文書抜粋:
- - -

給水管のしくみ
- 2016.10.25
|給水管とは
2015年9月に開催された国連サミットで採択されたのが、持続可能な世界を実現するための17のゴール・169のターゲットから構成された「持続可能な開発目標(SDGs:Sustainable Development Goals)」です。
掲げられた17のゴールの内、目標6の課題は、 [水・衛生]であり、「すべての人々の水と衛生の利用可能性と持続可能な管理を確保する。」となっています。
人の体は、60%が水であるといわれています。
故に、すべての人々にとって、生きて行く上で、衛生的な水は絶対に欠かすことができません。
そして、それは一時的なものではなく、不測の事態も含めて持続的に供給できるしくみの構築が重要となります。
その意味でも、大切な水を供給するしくみの一つである給水管は、正にライフラインであるといえます。

- - -

設問:
A) 給水管の文章によると、「持続可能な開発目標」はどこで採択されたか。
B) 給水管の文章のうち、「掲げられた17のゴールの内、」を含む語句で始まり「くみの構築が重要となります。」で終わる部分を、そのまま書き写せ。
C) 給水管の文章を2文で要約せよ。

- - -

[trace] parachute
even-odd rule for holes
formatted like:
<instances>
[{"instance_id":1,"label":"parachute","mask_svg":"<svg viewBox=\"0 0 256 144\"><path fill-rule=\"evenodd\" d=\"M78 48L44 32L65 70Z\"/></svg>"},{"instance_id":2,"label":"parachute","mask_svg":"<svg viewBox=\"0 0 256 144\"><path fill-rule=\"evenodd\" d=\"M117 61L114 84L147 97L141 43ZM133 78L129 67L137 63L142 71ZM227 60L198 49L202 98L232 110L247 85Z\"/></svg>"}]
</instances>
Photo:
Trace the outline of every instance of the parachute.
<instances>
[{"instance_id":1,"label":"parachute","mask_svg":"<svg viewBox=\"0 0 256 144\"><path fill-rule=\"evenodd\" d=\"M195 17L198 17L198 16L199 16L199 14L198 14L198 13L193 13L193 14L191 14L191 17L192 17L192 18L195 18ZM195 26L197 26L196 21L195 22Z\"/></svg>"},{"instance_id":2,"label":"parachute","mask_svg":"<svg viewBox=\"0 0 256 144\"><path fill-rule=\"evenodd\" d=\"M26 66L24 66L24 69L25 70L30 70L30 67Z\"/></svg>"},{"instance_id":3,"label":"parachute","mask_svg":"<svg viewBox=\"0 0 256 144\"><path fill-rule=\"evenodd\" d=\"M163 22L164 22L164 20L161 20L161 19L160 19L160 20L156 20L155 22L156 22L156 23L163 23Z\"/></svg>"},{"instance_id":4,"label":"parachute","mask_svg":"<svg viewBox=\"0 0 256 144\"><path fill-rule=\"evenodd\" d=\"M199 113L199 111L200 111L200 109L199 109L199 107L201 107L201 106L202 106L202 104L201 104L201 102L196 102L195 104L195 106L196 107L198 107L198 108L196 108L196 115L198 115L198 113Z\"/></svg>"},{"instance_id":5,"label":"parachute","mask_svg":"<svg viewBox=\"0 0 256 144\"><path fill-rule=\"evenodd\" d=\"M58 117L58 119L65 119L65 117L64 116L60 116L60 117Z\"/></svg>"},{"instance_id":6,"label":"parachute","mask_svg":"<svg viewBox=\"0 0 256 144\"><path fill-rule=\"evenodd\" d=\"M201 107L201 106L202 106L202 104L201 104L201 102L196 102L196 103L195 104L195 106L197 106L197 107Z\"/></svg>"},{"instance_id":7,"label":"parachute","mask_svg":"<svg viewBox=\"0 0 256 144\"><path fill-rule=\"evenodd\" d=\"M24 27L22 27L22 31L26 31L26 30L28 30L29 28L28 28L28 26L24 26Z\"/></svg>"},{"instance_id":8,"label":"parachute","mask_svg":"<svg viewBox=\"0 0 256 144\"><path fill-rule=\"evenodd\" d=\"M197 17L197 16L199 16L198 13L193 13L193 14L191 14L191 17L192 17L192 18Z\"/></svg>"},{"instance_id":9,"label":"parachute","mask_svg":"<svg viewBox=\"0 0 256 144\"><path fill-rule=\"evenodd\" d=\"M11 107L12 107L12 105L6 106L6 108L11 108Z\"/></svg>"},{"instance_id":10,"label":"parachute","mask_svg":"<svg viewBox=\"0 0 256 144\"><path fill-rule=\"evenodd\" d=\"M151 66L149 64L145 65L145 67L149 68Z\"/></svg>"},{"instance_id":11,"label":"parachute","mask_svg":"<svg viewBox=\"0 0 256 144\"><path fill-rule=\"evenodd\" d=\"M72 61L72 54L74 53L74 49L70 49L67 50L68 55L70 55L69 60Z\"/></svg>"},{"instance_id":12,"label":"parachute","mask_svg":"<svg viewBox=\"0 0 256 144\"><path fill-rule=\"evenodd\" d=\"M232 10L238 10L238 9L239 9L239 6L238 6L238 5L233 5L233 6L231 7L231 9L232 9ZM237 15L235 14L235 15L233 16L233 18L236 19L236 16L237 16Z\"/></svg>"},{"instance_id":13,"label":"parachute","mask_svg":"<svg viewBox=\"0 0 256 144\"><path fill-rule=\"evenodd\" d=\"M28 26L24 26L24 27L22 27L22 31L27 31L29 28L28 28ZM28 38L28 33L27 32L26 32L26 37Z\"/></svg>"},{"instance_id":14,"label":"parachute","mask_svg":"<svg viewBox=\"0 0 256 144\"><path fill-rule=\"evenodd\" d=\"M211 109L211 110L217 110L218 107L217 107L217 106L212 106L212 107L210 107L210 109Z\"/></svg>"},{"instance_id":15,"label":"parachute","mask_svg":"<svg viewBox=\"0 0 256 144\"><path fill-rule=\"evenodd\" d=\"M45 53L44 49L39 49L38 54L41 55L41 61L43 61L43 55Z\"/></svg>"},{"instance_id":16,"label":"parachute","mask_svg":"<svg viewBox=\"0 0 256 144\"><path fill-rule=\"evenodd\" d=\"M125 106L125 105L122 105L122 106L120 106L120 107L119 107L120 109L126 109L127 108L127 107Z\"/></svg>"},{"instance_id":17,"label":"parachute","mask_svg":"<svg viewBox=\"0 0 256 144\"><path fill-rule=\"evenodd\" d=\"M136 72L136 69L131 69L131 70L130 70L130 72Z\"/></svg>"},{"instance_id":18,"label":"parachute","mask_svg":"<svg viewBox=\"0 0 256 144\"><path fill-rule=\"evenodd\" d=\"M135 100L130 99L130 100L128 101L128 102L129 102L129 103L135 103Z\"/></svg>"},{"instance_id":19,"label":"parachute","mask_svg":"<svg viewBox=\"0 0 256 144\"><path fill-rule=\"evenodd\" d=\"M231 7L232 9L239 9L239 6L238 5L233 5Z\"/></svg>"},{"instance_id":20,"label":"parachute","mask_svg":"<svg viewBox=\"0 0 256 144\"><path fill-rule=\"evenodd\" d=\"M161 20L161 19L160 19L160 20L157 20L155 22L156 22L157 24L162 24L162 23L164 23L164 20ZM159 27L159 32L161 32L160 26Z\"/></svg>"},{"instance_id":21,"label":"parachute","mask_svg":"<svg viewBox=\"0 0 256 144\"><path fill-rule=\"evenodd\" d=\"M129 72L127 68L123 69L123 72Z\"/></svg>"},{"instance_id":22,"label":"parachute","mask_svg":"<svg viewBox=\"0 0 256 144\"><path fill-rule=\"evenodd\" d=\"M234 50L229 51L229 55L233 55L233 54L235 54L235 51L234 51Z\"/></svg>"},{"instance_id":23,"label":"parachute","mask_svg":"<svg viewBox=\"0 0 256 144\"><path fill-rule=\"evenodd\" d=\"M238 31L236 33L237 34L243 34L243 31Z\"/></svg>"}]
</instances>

- - -

回答一覧:
A) 2015年9月に開催された国連サミットで採択された。

B)
掲げられた17のゴールの内、目標6の課題は、 [水・衛生]であり、「すべての人々の水と衛生の利用可能性と持続可能な管理を確保する。」となっています。
人の体は、60%が水であるといわれています。
故に、すべての人々にとって、生きて行く上で、衛生的な水は絶対に欠かすことができません。
そして、それは一時的なものではなく、不測の事態も含めて持続的に供給できるしくみの構築が重要となります。

C) 2015年の国連サミットで採択されたSDGsの目標6は、すべての人々の水と衛生の利用可能性と持続可能な管理を確保することを掲げている。人が生きるうえで衛生的な水は欠かせず、不測の事態も含めて持続的に供給できるしくみが重要であり、その一つである給水管はライフラインだといえる。